→ Task requirements:
Copy the forum post about troublesome students, starting with "PostPosted: Thu Aug" and going on through "some such thing.", and substitute "uncle" for "grandfather".

PostPosted: Thu Aug 16, 2007 5:21 am    Post subject: Reply with quote

None until this year, but now I have two...

One boy who's about ten who consistently comes thirty to forty minutes late (for a fifty-minute class) or not at all, isn't remarkably badly behaved in class, but only because he obviously can't be bothered... he generally does what he wants regardless of what I say... and lies to his parents all the time about coming to school. He once skipped his regular school for a few days and told his teacher it was because his grandfather had died; the teacher called to check, and of course no such thing had happened. He may well be able to keep himself out of jail and settle for a career as a cheating hagwon director or some such thing.

And the really sad one... I teach a pair of eight-year-old twins with behavioural difficulties. Sometimes they're very eager to study and be helpful, and I try to praise them as much as possible on those days, but they don't know how to deal with things not going well and they tend to react by kicking things or screaming or throwing tables, and when they're in this mode they're very strong... no one can move them... and it's impossible to get them back on track. I would like to think the good side of their personalities will win out in the end, but from what little I know of the Korean school system, Korean society, and how they're usually treated (they come to hagwon with bruises all over their legs...) I'm inclined to think that once they get old enough to *really* get in trouble, they'll have given up on the world and will end up bitter and angry at everything.

→ Given data:
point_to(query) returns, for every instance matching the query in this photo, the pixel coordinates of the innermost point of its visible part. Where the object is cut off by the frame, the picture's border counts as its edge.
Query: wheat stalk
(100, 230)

→ Result of the task:
PostPosted: Thu Aug 16, 2007 5:21 am    Post subject: Reply with quote

None until this year, but now I have two...

One boy who's about ten who consistently comes thirty to forty minutes late (for a fifty-minute class) or not at all, isn't remarkably badly behaved in class, but only because he obviously can't be bothered... he generally does what he wants regardless of what I say... and lies to his parents all the time about coming to school. He once skipped his regular school for a few days and told his teacher it was because his uncle had died; the teacher called to check, and of course no such thing had happened. He may well be able to keep himself out of jail and settle for a career as a cheating hagwon director or some such thing.